▶ Work item
What you give back should be only the lines from the one holding "Thank you for" through the final line of the records, each reproduced exactly.

▶ Records supplied

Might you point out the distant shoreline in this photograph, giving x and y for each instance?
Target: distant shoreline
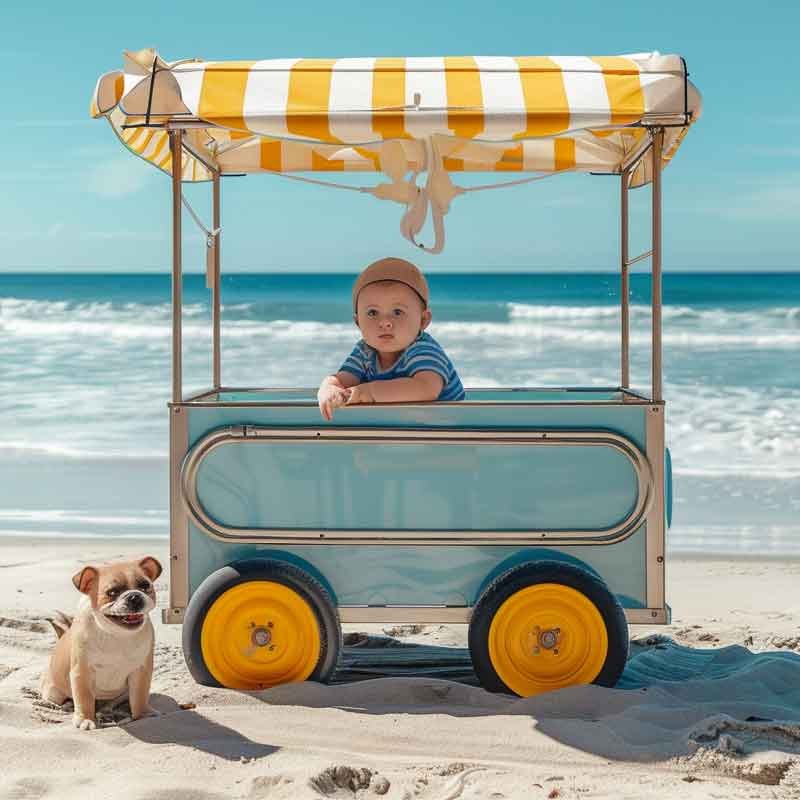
(498, 272)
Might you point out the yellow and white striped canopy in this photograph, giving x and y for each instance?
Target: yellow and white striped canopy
(490, 114)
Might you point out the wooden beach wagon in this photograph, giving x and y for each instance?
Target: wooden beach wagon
(535, 515)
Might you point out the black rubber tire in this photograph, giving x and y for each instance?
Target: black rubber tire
(289, 575)
(525, 575)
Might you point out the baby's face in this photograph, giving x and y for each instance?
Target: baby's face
(390, 315)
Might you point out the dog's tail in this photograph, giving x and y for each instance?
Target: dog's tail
(61, 623)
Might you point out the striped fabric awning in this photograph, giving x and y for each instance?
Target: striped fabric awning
(541, 114)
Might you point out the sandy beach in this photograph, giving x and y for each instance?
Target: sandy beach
(708, 706)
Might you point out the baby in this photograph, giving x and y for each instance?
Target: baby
(395, 361)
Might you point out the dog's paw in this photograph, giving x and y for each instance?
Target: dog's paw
(83, 723)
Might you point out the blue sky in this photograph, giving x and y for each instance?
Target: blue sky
(72, 198)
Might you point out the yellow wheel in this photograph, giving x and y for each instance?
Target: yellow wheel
(256, 628)
(545, 626)
(546, 637)
(259, 634)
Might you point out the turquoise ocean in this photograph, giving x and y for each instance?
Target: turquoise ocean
(85, 380)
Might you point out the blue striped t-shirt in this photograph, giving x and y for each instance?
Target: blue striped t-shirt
(423, 354)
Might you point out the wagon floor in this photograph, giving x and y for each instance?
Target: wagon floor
(366, 656)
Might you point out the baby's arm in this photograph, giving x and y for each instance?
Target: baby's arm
(333, 392)
(423, 386)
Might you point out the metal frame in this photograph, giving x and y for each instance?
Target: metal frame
(455, 615)
(178, 519)
(250, 434)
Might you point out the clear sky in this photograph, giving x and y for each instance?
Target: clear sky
(71, 198)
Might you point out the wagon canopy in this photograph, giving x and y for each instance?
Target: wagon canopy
(540, 114)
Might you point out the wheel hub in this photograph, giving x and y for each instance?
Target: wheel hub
(261, 637)
(549, 638)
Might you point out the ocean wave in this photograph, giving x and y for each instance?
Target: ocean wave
(99, 453)
(106, 310)
(717, 316)
(54, 533)
(281, 330)
(137, 518)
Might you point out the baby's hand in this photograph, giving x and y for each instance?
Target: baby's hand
(331, 395)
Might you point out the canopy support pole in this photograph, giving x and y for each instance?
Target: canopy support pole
(624, 282)
(176, 143)
(658, 144)
(215, 294)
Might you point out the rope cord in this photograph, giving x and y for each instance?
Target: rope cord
(210, 234)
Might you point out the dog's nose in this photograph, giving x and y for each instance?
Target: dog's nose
(135, 602)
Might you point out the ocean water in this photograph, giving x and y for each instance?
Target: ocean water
(86, 377)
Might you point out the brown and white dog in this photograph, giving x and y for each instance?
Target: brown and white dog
(106, 651)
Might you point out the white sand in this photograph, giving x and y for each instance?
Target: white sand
(711, 708)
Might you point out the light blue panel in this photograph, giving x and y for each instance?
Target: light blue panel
(628, 419)
(435, 575)
(481, 395)
(451, 575)
(372, 486)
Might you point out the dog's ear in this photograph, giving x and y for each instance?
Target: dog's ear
(151, 567)
(84, 579)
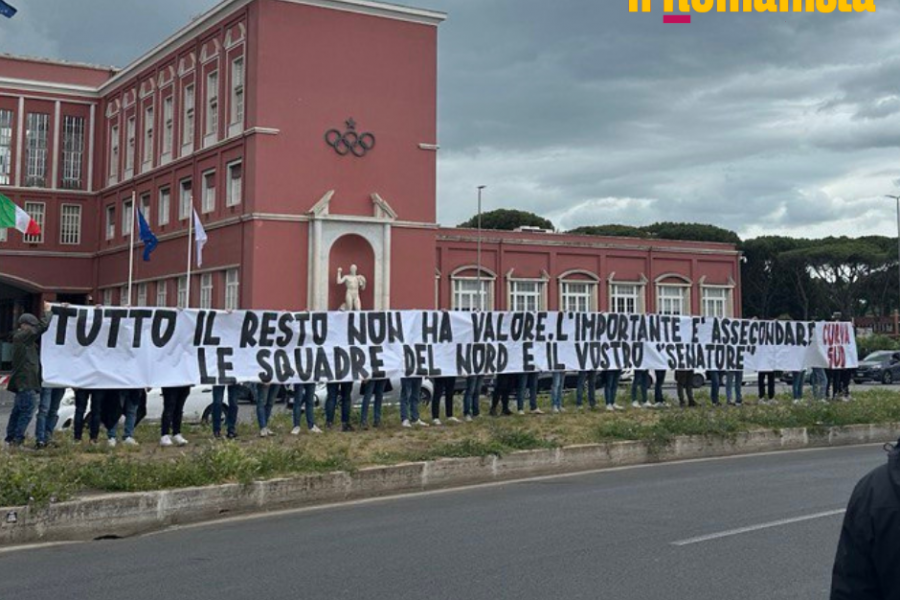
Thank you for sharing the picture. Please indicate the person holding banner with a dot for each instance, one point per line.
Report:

▶ Response area
Thank you for sharing the picture. Please indicate the person holding banner with a dot for each instance, one point per line.
Report:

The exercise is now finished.